*RECORDS SHOWN*.
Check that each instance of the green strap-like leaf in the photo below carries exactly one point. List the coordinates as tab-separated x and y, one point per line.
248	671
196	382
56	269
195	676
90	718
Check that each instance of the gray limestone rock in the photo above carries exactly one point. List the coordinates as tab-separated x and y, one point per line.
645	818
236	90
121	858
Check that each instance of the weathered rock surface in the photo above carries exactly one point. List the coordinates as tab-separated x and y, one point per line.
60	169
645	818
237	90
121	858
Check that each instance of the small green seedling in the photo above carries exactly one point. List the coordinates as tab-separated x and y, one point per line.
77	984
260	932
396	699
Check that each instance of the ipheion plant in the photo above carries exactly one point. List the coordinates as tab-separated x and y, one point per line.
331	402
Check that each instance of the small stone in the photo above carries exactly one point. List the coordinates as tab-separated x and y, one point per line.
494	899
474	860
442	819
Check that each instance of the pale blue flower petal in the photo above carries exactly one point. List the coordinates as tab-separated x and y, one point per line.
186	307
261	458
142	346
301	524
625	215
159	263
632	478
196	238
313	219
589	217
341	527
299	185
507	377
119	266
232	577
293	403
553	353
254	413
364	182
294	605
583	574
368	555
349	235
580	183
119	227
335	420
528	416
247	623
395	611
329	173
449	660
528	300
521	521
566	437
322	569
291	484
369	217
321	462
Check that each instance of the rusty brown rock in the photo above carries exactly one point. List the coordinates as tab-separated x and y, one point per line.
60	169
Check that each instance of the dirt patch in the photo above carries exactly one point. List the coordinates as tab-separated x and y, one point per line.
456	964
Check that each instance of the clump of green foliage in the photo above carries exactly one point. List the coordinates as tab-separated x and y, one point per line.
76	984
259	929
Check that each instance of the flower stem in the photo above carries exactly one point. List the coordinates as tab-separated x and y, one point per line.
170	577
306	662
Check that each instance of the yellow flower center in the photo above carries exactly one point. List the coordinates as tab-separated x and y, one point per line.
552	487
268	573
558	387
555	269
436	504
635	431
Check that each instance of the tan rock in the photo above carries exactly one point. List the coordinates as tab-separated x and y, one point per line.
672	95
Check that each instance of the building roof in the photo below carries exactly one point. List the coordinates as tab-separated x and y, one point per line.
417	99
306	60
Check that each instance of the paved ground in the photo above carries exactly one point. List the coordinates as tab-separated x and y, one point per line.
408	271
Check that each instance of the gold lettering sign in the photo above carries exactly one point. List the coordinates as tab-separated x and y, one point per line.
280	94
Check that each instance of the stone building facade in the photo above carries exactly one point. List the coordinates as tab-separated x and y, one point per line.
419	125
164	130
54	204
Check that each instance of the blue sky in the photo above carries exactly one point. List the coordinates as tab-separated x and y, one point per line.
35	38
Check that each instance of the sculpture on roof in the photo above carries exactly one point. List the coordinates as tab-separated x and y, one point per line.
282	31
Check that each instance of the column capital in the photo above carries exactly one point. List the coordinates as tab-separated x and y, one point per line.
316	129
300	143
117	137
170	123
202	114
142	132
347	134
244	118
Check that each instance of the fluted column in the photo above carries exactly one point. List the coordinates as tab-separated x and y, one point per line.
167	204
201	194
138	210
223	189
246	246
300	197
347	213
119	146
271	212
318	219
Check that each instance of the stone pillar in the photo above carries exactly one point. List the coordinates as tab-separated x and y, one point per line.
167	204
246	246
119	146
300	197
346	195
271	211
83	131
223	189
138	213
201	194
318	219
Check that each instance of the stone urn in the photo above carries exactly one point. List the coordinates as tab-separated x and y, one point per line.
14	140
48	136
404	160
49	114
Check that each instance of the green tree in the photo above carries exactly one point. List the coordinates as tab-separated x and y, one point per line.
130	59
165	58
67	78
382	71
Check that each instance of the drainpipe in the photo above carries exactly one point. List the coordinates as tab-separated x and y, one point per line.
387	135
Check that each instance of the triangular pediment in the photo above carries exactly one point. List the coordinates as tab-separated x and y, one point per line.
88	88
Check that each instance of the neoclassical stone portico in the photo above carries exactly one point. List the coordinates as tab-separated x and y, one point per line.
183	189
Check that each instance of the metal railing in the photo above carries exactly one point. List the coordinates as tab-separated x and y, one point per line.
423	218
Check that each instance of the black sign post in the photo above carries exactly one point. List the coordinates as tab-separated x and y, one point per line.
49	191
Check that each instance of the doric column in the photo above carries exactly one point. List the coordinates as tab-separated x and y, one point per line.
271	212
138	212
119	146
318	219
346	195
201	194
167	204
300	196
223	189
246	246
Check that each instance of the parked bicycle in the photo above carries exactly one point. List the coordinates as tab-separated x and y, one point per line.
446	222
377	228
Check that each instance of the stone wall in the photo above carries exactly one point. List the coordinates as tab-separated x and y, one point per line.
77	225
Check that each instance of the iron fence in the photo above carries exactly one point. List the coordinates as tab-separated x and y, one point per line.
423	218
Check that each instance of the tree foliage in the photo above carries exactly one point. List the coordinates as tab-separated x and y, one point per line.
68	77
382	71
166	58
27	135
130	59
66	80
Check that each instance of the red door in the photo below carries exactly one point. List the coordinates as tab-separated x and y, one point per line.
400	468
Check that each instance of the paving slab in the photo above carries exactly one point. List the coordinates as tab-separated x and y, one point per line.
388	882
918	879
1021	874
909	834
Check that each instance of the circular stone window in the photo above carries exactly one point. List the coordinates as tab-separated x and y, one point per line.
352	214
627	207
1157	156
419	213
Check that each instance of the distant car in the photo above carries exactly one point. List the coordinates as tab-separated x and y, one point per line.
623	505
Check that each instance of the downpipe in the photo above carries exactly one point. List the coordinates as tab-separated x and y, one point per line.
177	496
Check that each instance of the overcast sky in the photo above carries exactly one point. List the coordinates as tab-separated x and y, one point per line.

*GOAL OF THE EXERCISE*. Exact output of every entry is required.

*RESULT OF THIS EXERCISE*.
Check that each instance of the green strap-like leaf in the photo below carries exactly one point. List the coordinates as tab-separated x and y, one point per line.
248	671
196	382
56	269
195	676
90	718
Check that each instance of the gray limestone rock in the photo above carries exactly one point. List the coordinates as tab-separated x and y, one point per line.
645	818
236	90
121	858
Check that each instance of the weathered rock surface in the photo above carries exactly one point. List the coordinates as tab-separated x and y, one point per line.
60	169
645	818
237	90
121	858
Check that each instance of the small green seedling in the photo above carries exactly one point. List the coordinates as tab-separated x and y, one point per line.
77	984
260	932
396	699
Check that each instance of the ipheion plant in the photo above carries exactly one point. List the coordinates as tab-separated x and y, one point per line.
331	402
Check that each instance of the small stone in the photo above carries exactly one point. List the coordinates as tab-separated x and y, one point per line.
494	899
474	860
442	819
Check that each instance of the pale blue flower petal in the photo above carries exactly one point. List the coordinates as tab-separated x and y, one point per line.
186	307
261	458
142	346
301	524
625	215
159	263
632	478
196	238
313	219
589	217
341	527
299	185
507	377
119	266
232	577
293	403
553	353
254	413
364	182
294	605
583	574
368	555
349	235
580	183
119	227
335	420
528	416
247	623
395	611
329	173
449	660
528	300
521	521
566	437
322	569
291	484
369	217
321	462
Check that each instance of the rusty brown rock in the photo above carries exactly one point. List the coordinates as tab-separated x and y, one point per line.
60	169
Check that each instance of the dirt patch in the photo above carries exactly one point. List the coordinates as tab-separated x and y, one point per line.
456	964
Check that each instance of the clump of green foliage in the photo above carries exactly one point. List the coordinates as tab-separated x and y, one point per line.
76	984
259	929
Check that each instance of the flower stem in the photo above carries exactly one point. List the coordinates as tab-separated x and y, one point per line.
170	577
306	662
Check that each instance of the yellow flower center in the photo above carries exactly one point. List the coordinates as tab-separated x and y, one point per line.
552	487
268	573
558	387
555	269
436	504
635	431
Check that each instance of the tan rock in the photo above carries exactly one point. List the coordinates as tab-separated x and y, one point per line.
672	95
Check that each instance of the building roof in the photo below carries exactly one point. List the coordinates as tab-separated x and y, one point per line.
417	99
306	60
Check that each instance of the paved ground in the photo above carries exactly one point. List the coordinates as tab-separated x and y, one point per line.
408	271
Check that each instance of the gold lettering sign in the photo above carries exactly one point. List the coordinates as tab-separated x and y, one point per line.
280	94
Check that each instance of the stone building facade in the photo above carries exactly one point. List the coordinates as tab-separated x and y, one point per line.
419	125
164	130
54	204
Check that each instance of the blue sky in the photo above carries exactly one point. List the coordinates as tab-separated x and y, one point per line.
35	38
Check that each instance of the sculpture on roof in the photo above carries exactly one point. List the coordinates as tab-separated x and y, one point per line.
282	31
Check that each instance of the column capital in the photo above carries exactly one point. List the coordinates as tab-separated x and y, one point per line.
316	129
300	143
117	137
170	123
202	114
142	132
347	134
244	118
Check that each instance of the fluted column in the photo above carries exactly one point. List the coordinates as tab-separated x and y, one point per line.
167	204
201	194
138	210
223	189
246	246
300	197
347	213
119	146
271	212
318	219
Check that each instance of the stone pillar in the photo above carries exactly one point. List the coordinates as tab-separated x and y, one point per line.
167	204
246	246
119	146
300	197
346	195
271	211
83	131
223	189
138	213
201	194
318	219
Check that each instance of the stone urn in the photo above carries exactly one point. List the coordinates as tab-separated x and y, one point per line.
14	140
48	136
404	160
49	114
Check that each instance of the green tree in the photo above carries exactly one point. List the coordinates as tab-separated x and y, one point per line.
130	59
165	58
67	78
382	71
Check that each instance of the drainpipe in the photo above carries exactly one point. List the coordinates as tab-separated x and y, one point per line.
387	135
Check that each instance of the triangular pediment in the photo above carries exactly one point. List the coordinates as tab-separated x and y, one point per line.
88	88
Check that each instance of the neoclassical stone portico in the photo above carries exactly one point. List the coordinates as tab-separated x and y, one point per line.
183	189
Check that each instance of the metal railing in the photo above carries exactly one point. List the coordinates as tab-separated x and y, one point per line.
423	218
Check that each instance of the black sign post in the photo above carries exactly one point. List the coordinates as tab-separated x and y, one point per line.
49	191
Check that each instance of the doric column in the photo above carries exactly one point. List the coordinates as tab-separated x and y, one point per line.
271	212
138	212
119	146
318	219
346	195
201	194
167	204
300	196
223	189
246	246
Check that each instance of the parked bicycle in the photo above carries exactly one point. List the coordinates as tab-separated x and y, one point per line.
446	222
377	228
Check that each instance of the stone wall in the photo above carries exactly one point. List the coordinates as tab-separated x and y, one point per line.
77	225
Check that each instance of the iron fence in the photo above carries exactly one point. List the coordinates as tab-separated x and y, one point per line.
423	218
Check that each instance of the tree foliage in the photo above carries exactly one point. List the coordinates as tab-separated x and y, one point per line.
68	77
382	71
166	58
27	135
130	59
66	80
Check that each instance of the red door in the photo below carries exactly one point. List the coordinates as tab-separated x and y, one point per line.
400	468
Check that each instance of the paving slab in the photo above carries exactly one point. List the coordinates as tab-separated x and y, one point per line.
388	882
918	879
1021	874
909	834
Check that each instance of the circular stone window in the photo above carries exactly one point. List the coordinates as tab-separated x and y, one point per line.
352	214
627	207
1157	156
419	213
Check that each instance of the distant car in the photo above carries exactly one point. List the coordinates as tab-separated x and y, one point per line.
623	505
Check that each instance of the downpipe in the photo above carries exactly one point. List the coordinates as tab-separated x and y, one point per line.
177	496
Check that each instance of the overcast sky in the photo above carries exactly one point. List the coordinates as tab-separated x and y, one point per line.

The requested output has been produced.